History of the Christian Church: volume I, Apostolic Christianity A. D.  1-100 by Philip Schaff.  Grand Rapids: Eerdmans reprint of Charles Scribner’s Sons, 1910; 5th edition.  871 pp.

 

Philip Schaff (1819-1893) was one of the pre-eminent Bible scholars and most prolific Christian writers in 19th century America.  He was born in Switzerland, educated in Germany, and came to the States in his mid-20s to teach at a German Reformed seminary in Mercersburg, Pennsylvania.  Following the American Civil War, he served in various capacities including a final stint at Union Theological Seminary in New York (the details of his life can be discovered in the article, “Schaff, Philip” in the New Schaff-Herzog Encyclopedia of Religious Knowledge, edited by Samuel M. Jackson, a set first edited by Schaff in the 1880s; Wikipedia has an inferior, Schaff-Herzog-dependent article, with a photograph).  Though strongly conservative in theology himself (and openly rejecting and opposing the anti-supernaturalistic rationalism that permeated most of 19th century German theology), he was nevertheless strongly inclined to minimalize the theological differences between various groups and denominations of professing Christianity; he could be accurately characterized as an early ecumenist.

 

Though most famous for his 8-volume church history set (volumes 5 & 6 on the latter Middle Ages were actually written by his son David Schaff), so numerous were the works that Schaff either wrote or edited, that it would take a diligent reader the better part of a decade to read them with care if he did almost nothing else (I have read more than half a dozen of his books).

# [Set exercise 1]
Repeat word for word the part of the Philip Schaff review from "History of the" up to and including "edition.  871 pp.".
# [Set exercise 2]
Write what comes next in the review of Philip Schaff's church history, starting right after its last sentence.
The listing that comes next is from a separate source.

# [Information supplied]
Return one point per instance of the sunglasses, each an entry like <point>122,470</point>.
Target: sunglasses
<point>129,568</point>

# [Task answer 1]
History of the Christian Church: volume I, Apostolic Christianity A. D.  1-100 by Philip Schaff.  Grand Rapids: Eerdmans reprint of Charles Scribner’s Sons, 1910; 5th edition.  871 pp.

# [Task answer 2]
Schaff’s Church History is deservedly famous, and though it is well beyond a century old, still retains its value.  Schaff had the necessary academic qualifications to write on church history: he had the necessary linguistic skills in German, French and English among the modern tongues, and was thoroughly at home in Latin and Greek as well (and Hebrew, too!) among the ancients (the great majority of primary documents in ancient church history--the church fathers, creeds, decrees of councils, and such--are in these languages).  He had been trained by, inter alios, then-leading church historian Augustin Neander, and had a lifelong devotion to scholarship, with a scholar’s attention to accuracy and detail.  And he does a commendable job of sifting his sources and reporting his findings in a readable and informative manner.  Of course, his writing reflects his German Reformed theology (defending a-millennialism, infant baptism, union of church and state, a semi-sacramentarian view of the ordinances and more, yet teaches unlimited atonement and conditional salvation), and he gives much more attention to the hyper-critical theories and claims of the radical critics of the Bible than they merit.  The set covers nothing beyond the Reformation.  Even so, there have been few monumental changes in the state of knowledge of events in church history up to and through the Reformation in the past 100 years, and so the content of the set is not out-dated.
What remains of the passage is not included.